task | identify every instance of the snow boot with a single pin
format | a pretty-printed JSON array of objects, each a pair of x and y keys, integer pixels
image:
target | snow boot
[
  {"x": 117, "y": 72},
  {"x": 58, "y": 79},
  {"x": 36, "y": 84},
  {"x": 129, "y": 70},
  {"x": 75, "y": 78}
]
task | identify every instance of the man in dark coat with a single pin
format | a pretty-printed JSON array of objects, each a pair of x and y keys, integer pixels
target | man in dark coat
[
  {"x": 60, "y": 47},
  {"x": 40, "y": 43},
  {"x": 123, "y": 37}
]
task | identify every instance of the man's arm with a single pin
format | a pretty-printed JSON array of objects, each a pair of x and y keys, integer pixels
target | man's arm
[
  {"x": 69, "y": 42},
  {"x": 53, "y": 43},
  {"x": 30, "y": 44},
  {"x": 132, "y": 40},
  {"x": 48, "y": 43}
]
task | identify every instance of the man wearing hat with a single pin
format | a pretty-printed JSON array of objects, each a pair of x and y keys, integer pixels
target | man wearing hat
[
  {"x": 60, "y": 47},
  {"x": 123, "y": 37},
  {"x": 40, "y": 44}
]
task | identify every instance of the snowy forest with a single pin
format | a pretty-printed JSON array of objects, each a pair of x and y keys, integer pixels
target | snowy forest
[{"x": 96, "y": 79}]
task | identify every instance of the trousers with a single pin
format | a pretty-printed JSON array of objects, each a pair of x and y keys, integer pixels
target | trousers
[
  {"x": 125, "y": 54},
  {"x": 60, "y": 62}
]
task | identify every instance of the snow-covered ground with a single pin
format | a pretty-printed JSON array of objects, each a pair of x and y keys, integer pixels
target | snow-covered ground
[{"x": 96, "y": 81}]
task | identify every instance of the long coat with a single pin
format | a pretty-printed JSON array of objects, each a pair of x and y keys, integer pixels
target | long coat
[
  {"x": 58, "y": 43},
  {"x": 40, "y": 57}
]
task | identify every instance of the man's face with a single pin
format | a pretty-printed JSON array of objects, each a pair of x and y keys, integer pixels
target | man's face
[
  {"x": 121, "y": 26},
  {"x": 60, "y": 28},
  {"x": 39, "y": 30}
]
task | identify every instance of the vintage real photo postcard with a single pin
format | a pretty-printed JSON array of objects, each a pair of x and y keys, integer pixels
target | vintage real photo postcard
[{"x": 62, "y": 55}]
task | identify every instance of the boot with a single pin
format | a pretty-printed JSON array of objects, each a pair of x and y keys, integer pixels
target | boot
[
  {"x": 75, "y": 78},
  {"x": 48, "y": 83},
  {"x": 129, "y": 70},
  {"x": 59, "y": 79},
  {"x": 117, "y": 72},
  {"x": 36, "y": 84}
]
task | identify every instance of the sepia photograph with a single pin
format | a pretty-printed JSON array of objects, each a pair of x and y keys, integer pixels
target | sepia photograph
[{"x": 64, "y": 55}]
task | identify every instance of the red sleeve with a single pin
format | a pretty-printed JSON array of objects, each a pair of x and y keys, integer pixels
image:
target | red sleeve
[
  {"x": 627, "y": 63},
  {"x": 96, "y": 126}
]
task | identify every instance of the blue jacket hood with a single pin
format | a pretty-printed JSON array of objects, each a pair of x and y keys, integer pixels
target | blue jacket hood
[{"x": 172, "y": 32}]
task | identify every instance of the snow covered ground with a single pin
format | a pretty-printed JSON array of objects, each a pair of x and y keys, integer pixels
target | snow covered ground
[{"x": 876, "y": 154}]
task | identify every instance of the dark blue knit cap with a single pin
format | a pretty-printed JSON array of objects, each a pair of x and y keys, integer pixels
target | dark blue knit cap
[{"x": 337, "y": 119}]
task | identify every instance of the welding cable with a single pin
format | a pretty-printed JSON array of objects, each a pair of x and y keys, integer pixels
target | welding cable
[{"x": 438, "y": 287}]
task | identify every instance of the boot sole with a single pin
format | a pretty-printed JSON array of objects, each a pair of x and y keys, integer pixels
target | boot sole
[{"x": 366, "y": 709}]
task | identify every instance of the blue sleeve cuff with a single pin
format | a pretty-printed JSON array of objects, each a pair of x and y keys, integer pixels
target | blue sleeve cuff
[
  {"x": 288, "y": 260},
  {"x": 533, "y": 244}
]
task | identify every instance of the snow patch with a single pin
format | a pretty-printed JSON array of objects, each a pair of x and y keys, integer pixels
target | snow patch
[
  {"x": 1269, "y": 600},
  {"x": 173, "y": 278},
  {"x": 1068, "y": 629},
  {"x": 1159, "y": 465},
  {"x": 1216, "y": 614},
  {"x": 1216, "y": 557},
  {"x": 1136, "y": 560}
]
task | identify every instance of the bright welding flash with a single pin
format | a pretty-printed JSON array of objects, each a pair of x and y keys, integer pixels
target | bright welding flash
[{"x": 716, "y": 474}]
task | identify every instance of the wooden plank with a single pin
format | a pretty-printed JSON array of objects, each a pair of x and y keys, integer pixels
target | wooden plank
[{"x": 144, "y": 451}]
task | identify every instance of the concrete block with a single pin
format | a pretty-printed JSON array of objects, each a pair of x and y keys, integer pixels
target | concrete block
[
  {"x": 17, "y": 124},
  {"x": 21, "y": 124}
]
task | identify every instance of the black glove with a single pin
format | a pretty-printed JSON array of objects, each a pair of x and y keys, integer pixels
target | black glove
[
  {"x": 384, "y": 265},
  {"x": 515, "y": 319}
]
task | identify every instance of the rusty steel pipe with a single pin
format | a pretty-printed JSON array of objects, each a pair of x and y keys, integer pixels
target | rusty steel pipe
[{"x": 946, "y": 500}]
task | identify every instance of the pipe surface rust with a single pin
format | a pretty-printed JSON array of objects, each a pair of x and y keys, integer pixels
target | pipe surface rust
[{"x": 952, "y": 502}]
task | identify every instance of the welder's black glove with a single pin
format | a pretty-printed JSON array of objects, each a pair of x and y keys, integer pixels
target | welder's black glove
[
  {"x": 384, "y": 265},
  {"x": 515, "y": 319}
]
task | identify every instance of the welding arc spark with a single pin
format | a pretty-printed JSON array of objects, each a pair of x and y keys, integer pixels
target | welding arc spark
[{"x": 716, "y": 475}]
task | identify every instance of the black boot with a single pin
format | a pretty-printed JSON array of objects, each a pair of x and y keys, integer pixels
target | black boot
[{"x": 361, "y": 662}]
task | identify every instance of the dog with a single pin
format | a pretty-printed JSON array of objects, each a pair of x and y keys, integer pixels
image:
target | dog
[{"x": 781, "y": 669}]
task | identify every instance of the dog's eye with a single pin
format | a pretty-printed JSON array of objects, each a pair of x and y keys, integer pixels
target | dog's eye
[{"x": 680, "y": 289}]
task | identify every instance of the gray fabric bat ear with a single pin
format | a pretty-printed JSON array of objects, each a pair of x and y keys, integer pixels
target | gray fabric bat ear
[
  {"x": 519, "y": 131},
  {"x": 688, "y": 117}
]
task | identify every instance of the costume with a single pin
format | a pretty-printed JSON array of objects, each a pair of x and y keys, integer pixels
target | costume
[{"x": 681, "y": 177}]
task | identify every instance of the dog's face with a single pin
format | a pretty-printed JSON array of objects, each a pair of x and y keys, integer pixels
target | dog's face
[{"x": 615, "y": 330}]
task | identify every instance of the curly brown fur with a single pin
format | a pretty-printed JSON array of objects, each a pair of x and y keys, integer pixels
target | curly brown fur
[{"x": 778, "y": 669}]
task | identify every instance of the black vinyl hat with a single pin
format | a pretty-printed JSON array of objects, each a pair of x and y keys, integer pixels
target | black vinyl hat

JOB
Recast all of the lines above as a numbered list, omitting any blank lines.

RESPONSE
1. task | identify every instance of the snow boot with a single pin
2. format | a pretty-printed JSON array of objects, each a pair of x and y keys, integer pixels
3. image:
4. target | snow boot
5. [
6.   {"x": 117, "y": 72},
7.   {"x": 58, "y": 79},
8.   {"x": 36, "y": 84},
9.   {"x": 129, "y": 70},
10.   {"x": 75, "y": 78}
11. ]
12. task | identify every instance of the man in dark coat with a single pin
13. format | a pretty-printed JSON array of objects, each a pair of x and y keys, integer pixels
14. target | man in dark coat
15. [
16.   {"x": 60, "y": 47},
17.   {"x": 40, "y": 43},
18.   {"x": 123, "y": 37}
19. ]
20. task | identify every instance of the man's arm with a single pin
21. format | a pretty-printed JSON array of objects, each a pair of x and y keys, integer pixels
22. target | man's arm
23. [
24.   {"x": 69, "y": 42},
25.   {"x": 53, "y": 43},
26.   {"x": 30, "y": 44},
27.   {"x": 132, "y": 40},
28.   {"x": 48, "y": 43}
29. ]
30. task | identify every instance of the man wearing hat with a single pin
31. format | a pretty-printed JSON array of objects, each a pair of x and y keys, integer pixels
32. target | man wearing hat
33. [
34.   {"x": 60, "y": 47},
35.   {"x": 123, "y": 37},
36.   {"x": 40, "y": 44}
37. ]
38. task | identify every instance of the snowy forest with a single pin
39. format | a pretty-printed JSON array of objects, each a pair of x and y keys, integer pixels
40. target | snowy forest
41. [{"x": 96, "y": 79}]
42. task | identify every instance of the trousers with a single pin
43. format | a pretty-printed JSON array of objects, each a pair of x and y keys, integer pixels
44. target | trousers
45. [
46.   {"x": 125, "y": 54},
47.   {"x": 60, "y": 62}
48. ]
49. task | identify every instance of the snow-covered ground with a single pin
50. format | a pretty-printed JSON array of objects, each a pair of x and y keys, integer pixels
51. target | snow-covered ground
52. [{"x": 96, "y": 81}]
53. task | identify every instance of the long coat with a single pin
54. format | a pretty-printed JSON array of objects, each a pair of x and y keys, integer pixels
55. target | long coat
56. [
57.   {"x": 58, "y": 43},
58.   {"x": 40, "y": 57}
59. ]
60. task | identify every instance of the man's face with a single pin
61. format | a pretty-printed JSON array of objects, each a pair of x and y keys, integer pixels
62. target | man's face
63. [
64.   {"x": 121, "y": 26},
65.   {"x": 60, "y": 28},
66.   {"x": 39, "y": 30}
67. ]
68. task | identify every instance of the vintage real photo postcard with a single pin
69. format | a pretty-printed JSON array of objects, each a pair of x and y keys, integer pixels
70. target | vintage real photo postcard
71. [{"x": 62, "y": 55}]
72. task | identify every instance of the boot with a single pin
73. format | a pretty-printed JSON array of objects, each a pair of x and y keys, integer pixels
74. target | boot
75. [
76.   {"x": 75, "y": 78},
77.   {"x": 48, "y": 83},
78.   {"x": 129, "y": 70},
79.   {"x": 59, "y": 79},
80.   {"x": 117, "y": 72},
81.   {"x": 36, "y": 84}
82. ]
83. task | identify every instance of the sepia photograph with a single pin
84. format | a pretty-printed JSON array of objects, each a pair of x and y keys, integer pixels
85. target | sepia photograph
86. [{"x": 64, "y": 55}]
87. task | identify every instance of the red sleeve with a single pin
88. format | a pretty-printed JSON array of objects, each a pair of x and y keys, integer pixels
89. image:
90. target | red sleeve
91. [
92.   {"x": 627, "y": 63},
93.   {"x": 96, "y": 126}
94. ]
95. task | identify every instance of the blue jacket hood with a single pin
96. format | a pretty-printed JSON array of objects, each a pair of x and y keys, integer pixels
97. target | blue jacket hood
98. [{"x": 172, "y": 32}]
99. task | identify every instance of the snow covered ground with a single pin
100. format | a pretty-printed JSON array of objects, each a pair of x and y keys, integer pixels
101. target | snow covered ground
102. [{"x": 876, "y": 154}]
103. task | identify every instance of the dark blue knit cap with a single pin
104. format | a pretty-printed JSON array of objects, each a pair of x and y keys, integer pixels
105. target | dark blue knit cap
106. [{"x": 337, "y": 119}]
107. task | identify every instance of the welding cable with a single pin
108. format | a pretty-printed JSON array of objects, each a pair of x and y keys, integer pixels
109. target | welding cable
110. [{"x": 438, "y": 287}]
111. task | identify every instance of the boot sole with a single pin
112. format | a pretty-printed JSON array of objects, each a pair of x and y keys, integer pixels
113. target | boot sole
114. [{"x": 366, "y": 709}]
115. task | identify every instance of the blue sleeve cuff with a single pin
116. format | a pretty-printed JSON array of objects, each a pair of x and y keys, integer pixels
117. target | blue sleeve cuff
118. [
119.   {"x": 288, "y": 260},
120.   {"x": 533, "y": 244}
121. ]
122. task | identify every instance of the snow patch with a single pin
123. format | a pretty-printed JSON array of objects, each a pair of x and y keys, integer pixels
124. target | snow patch
125. [
126.   {"x": 1269, "y": 600},
127.   {"x": 173, "y": 278},
128.   {"x": 1068, "y": 629},
129.   {"x": 1159, "y": 465},
130.   {"x": 1216, "y": 614},
131.   {"x": 1216, "y": 557},
132.   {"x": 1136, "y": 560}
133. ]
134. task | identify every instance of the bright welding flash with a single pin
135. format | a pretty-printed JSON array of objects, each a pair of x and y keys, integer pixels
136. target | bright welding flash
137. [{"x": 716, "y": 474}]
138. task | identify every instance of the wooden plank with a single pin
139. format | a pretty-printed JSON array of objects, each a pair of x and y keys, integer pixels
140. target | wooden plank
141. [{"x": 144, "y": 451}]
142. task | identify every instance of the concrete block with a single pin
143. format | a pretty-printed JSON array of objects, each a pair of x and y keys, integer pixels
144. target | concrete block
145. [
146.   {"x": 17, "y": 124},
147.   {"x": 21, "y": 124}
148. ]
149. task | identify every instance of the black glove with a single pin
150. format | a pretty-printed JSON array of objects, each a pair of x and y keys, integer pixels
151. target | black glove
152. [
153.   {"x": 384, "y": 265},
154.   {"x": 515, "y": 319}
155. ]
156. task | identify every instance of the rusty steel pipe with a single pin
157. format | a pretty-printed JSON array of objects, each a pair of x and y keys, integer pixels
158. target | rusty steel pipe
159. [{"x": 946, "y": 500}]
160. task | identify every instance of the pipe surface rust with a single pin
161. format | a pretty-printed JSON array of objects, each a pair of x and y keys, integer pixels
162. target | pipe surface rust
163. [{"x": 952, "y": 502}]
164. task | identify every instance of the welder's black glove with a single pin
165. format | a pretty-printed JSON array of objects, each a pair of x and y keys, integer pixels
166. target | welder's black glove
167. [
168.   {"x": 384, "y": 265},
169.   {"x": 515, "y": 319}
170. ]
171. task | identify every instance of the welding arc spark with a single pin
172. format | a pretty-printed JSON array of objects, each a pair of x and y keys, integer pixels
173. target | welding arc spark
174. [{"x": 716, "y": 475}]
175. task | identify every instance of the black boot with a single pin
176. format | a pretty-printed JSON array of objects, each a pair of x and y keys, integer pixels
177. target | black boot
178. [{"x": 361, "y": 662}]
179. task | identify every instance of the dog with a single pin
180. format | a pretty-printed JSON array of objects, each a pair of x and y keys, integer pixels
181. image:
182. target | dog
183. [{"x": 781, "y": 669}]
184. task | identify every instance of the dog's eye with a single pin
185. format | a pretty-printed JSON array of objects, each a pair of x and y keys, integer pixels
186. target | dog's eye
187. [{"x": 680, "y": 289}]
188. task | identify every instance of the gray fabric bat ear with a single pin
189. format | a pretty-printed JSON array of objects, each a pair of x and y keys, integer pixels
190. target | gray fabric bat ear
191. [
192.   {"x": 519, "y": 131},
193.   {"x": 688, "y": 117}
194. ]
195. task | identify every instance of the costume with a single pin
196. format | a pretty-printed JSON array of objects, each a pair of x and y keys, integer pixels
197. target | costume
198. [{"x": 681, "y": 177}]
199. task | identify every instance of the dog's face with a single pin
200. format | a pretty-printed JSON array of objects, each a pair of x and y keys, integer pixels
201. target | dog's face
202. [{"x": 615, "y": 330}]
203. task | identify every instance of the curly brown fur with a single pin
204. format | a pretty-printed JSON array of objects, each a pair of x and y keys, integer pixels
205. target | curly brown fur
206. [{"x": 778, "y": 669}]
207. task | identify every instance of the black vinyl hat with a single pin
208. format | a pretty-printed JSON array of objects, each a pair of x and y keys, integer pixels
209. target | black vinyl hat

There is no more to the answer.